• TEXT PASSAGE
[start]

Speed only matters on the infrequent hot paths, which is why Python is popular. The rule of thumb is nobody cares about speed / resource consumption until it needs to run on a cluster, but then you care a lot because cluster time is metered and simulations can get huge. Fortran is still fairly popular because many math libraries are on it and porting would require huge effort from a very small group of very busy people.

Most of the coders are not software engineers and don't know / don't follow best practices; on the other hand the popular best practices are not designed for their use-case and frequently don't fit. Versioning (of the I-don't-know-which-of-the-fifty-copies-on-my-laptop-is-the-right-one type) is a big issue. Data loss happens. Git/Github/etc has steep learning curve, but so does all the various workflow systems designed for research use.

We've had good luck with some academic code bases in production -- ETH Zurich puts out some great code [1,2].

[1] https://github.com/libigl/libigl

[2] https://github.com/pybind/pybind11

Well said. It's like iterating prototypes: why would you spend time and thought engineering it properly? The point of prototypes is they're quick and cheap.

My own experience with reusing code by making a framework in academia: it immediately prompted me to think of interesting cases not possible within it...

To be fair, pybind11 is not an ETHZ codebase ;). (original author here)

[end]

• INFORMATION SHOWN
[start]

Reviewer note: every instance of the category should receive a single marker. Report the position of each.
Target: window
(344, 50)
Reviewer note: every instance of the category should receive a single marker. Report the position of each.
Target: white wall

[end]

• STATED PROBLEM
According to the forum thread on academic code, why is Fortran still fairly popular? Answer in one to three sentences.

• CORRECT RESULT
Fortran is still fairly popular because many math libraries are written in it. Porting them would require a huge effort from a very small group of very busy people.